Ignoring the pictures, repeat every entry below exactly as it appears.

[Opening Records to process section]

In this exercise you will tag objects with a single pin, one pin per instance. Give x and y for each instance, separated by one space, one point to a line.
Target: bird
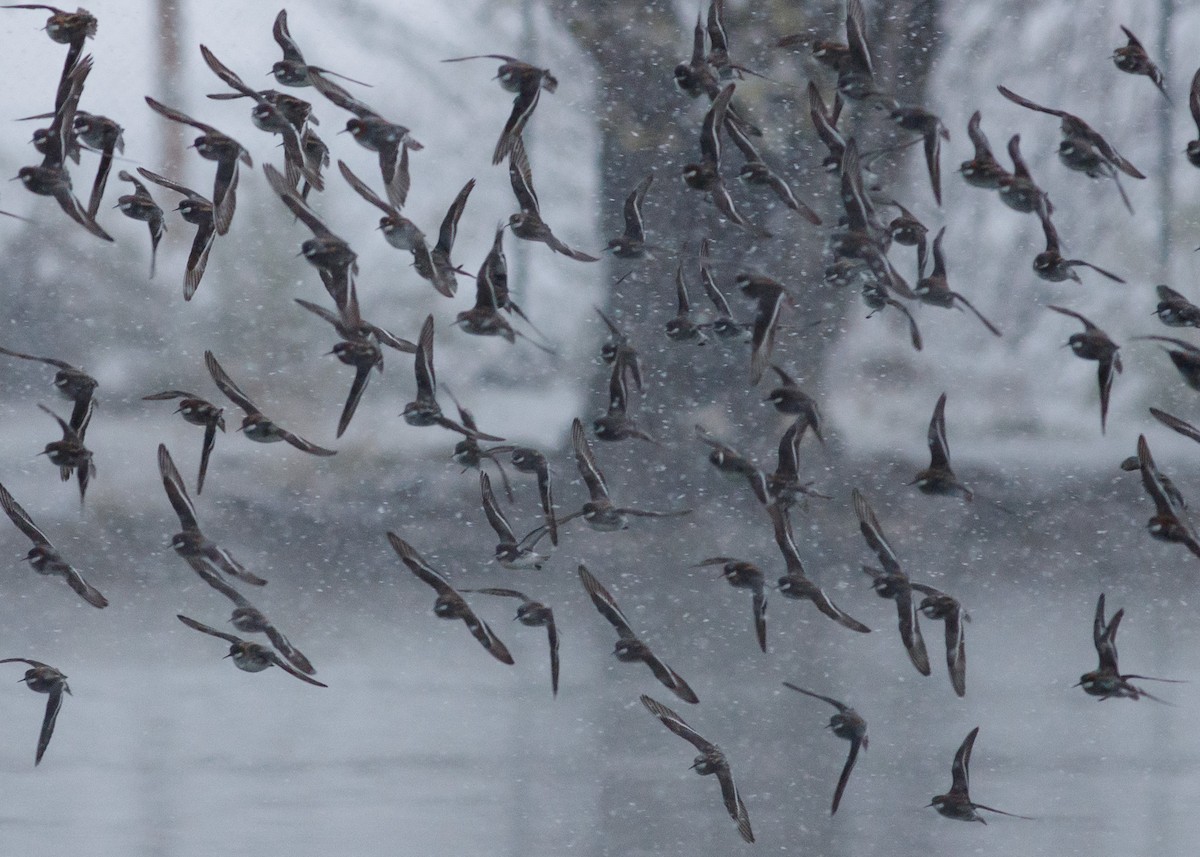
510 552
533 615
709 761
1170 521
45 557
1185 355
1079 135
1133 59
70 453
528 460
935 291
745 575
43 678
255 425
599 511
492 295
617 424
269 117
141 205
769 297
471 454
1105 682
70 381
631 243
527 82
796 583
1095 345
618 349
425 411
66 28
937 605
359 347
933 132
939 478
1174 310
197 412
909 232
105 136
396 228
1050 264
292 70
845 724
436 265
528 223
51 177
825 121
736 466
784 485
250 619
217 147
982 171
372 132
695 77
329 253
790 399
706 175
203 555
957 803
682 328
629 647
892 582
724 325
1193 148
755 172
250 657
1177 425
196 210
449 604
1018 190
856 72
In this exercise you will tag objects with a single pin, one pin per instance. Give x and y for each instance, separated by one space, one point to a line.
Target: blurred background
423 743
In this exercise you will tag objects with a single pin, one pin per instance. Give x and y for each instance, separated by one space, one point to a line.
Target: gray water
425 744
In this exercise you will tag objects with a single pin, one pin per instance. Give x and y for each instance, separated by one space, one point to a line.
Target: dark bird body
1095 345
939 478
250 657
449 604
892 583
196 210
709 761
42 678
255 425
629 647
533 615
599 511
45 557
204 556
845 724
957 803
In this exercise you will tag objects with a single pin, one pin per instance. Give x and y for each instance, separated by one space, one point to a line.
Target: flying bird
845 724
709 761
250 657
629 647
449 604
205 557
1095 345
43 679
255 425
45 557
957 803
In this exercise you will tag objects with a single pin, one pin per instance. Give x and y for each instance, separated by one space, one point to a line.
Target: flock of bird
858 255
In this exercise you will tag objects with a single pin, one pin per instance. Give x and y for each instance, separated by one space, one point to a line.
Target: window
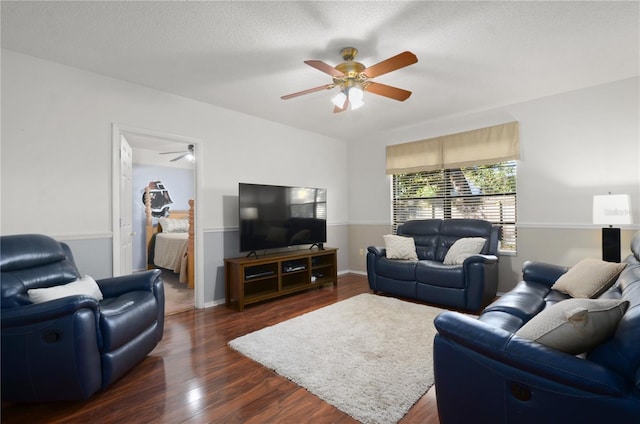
482 192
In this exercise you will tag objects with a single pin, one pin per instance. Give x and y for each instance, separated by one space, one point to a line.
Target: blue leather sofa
469 286
71 347
484 372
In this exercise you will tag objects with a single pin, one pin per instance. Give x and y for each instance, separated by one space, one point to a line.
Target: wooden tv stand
249 279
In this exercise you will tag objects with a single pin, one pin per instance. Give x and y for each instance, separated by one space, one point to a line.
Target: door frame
117 131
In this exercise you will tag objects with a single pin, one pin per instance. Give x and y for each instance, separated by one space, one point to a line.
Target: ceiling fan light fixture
355 97
339 99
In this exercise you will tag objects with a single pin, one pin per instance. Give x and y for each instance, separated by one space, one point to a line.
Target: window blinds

[Closing Records to process section]

* **Solution to this problem**
In this exercise you will tag objects with a single pin, one pin per instance. Give x and y for each instance, separated by one space, one point to a line.
Target: bird
510 552
533 615
709 761
1170 521
45 557
1185 355
1079 135
1133 59
70 453
528 460
935 291
745 575
43 678
255 425
599 511
492 295
617 424
269 117
141 205
769 297
471 454
1105 682
70 381
631 243
527 82
796 583
1095 345
618 349
425 411
66 28
937 605
359 347
933 132
939 478
1174 310
197 412
909 232
105 136
396 228
1050 264
292 70
845 724
436 265
528 223
51 177
825 121
736 466
784 485
250 619
217 147
982 171
372 132
695 77
329 253
790 399
706 175
203 555
957 803
682 328
629 647
892 582
724 325
1193 148
755 172
250 657
1177 425
196 210
449 604
1018 190
856 72
In this exercise you will tag objects with a single pin, one pin per instance. Give x and y for each instance, separated by one space, one point to a line.
Target: blurred background
423 743
In this exercise you will tag objects with a single pin, one pin per instance. Give x and y for each instance, separated by one space, one point to a line.
Target: gray water
425 744
In this exercise you will tag objects with a single pin, one pin per instance. Give x and y for each instance, separated by one space, one point to a line.
Target: dark bird body
1095 345
939 478
250 657
449 604
892 583
196 210
709 761
42 678
255 425
629 647
533 615
599 511
45 557
204 556
845 724
957 803
In this exercise you will tag objects with a single pin, one pin per instance. Give x and y for each instance, separated by one space, one point to a line.
Target: flying bird
845 724
709 761
250 657
629 647
449 604
205 557
1095 345
43 679
255 425
45 557
957 803
In this exercise you will tag objects with a single pin, one pin per instance. Give x and y for each instance, separated by one space, one point to a line.
Target: flock of bird
858 255
In this exercise you will tag objects with a single pin, one pin per instance. Give x and y for each instance, separated by one space, one point to a line.
Target: window
482 192
In this exercise you will tag objects with a single pin, one pin per instance. Give x and y for each instance, separated by one space, one point to a line.
Target: blue leather sofa
469 286
71 347
484 372
In this exercise you will tag objects with a single pin, one pin per instance. Give x and y for each instance, separated by one space, one point to a line.
Target: wooden tv stand
249 279
In this exercise you will tag objects with a single pin, one pin per instance. Give x and y for each instance, separated by one space, one point to a line.
Target: door frame
117 131
In this exercise you will tag objects with a single pin, one pin per instance. Give x and y for each instance, separated by one space, one point to a line.
Target: ceiling fan light fixture
355 97
339 99
In this exercise you will tag objects with a single pin, one pin per instance. Give x and y for each instance, separated by one space, one point to a line.
Target: window blinds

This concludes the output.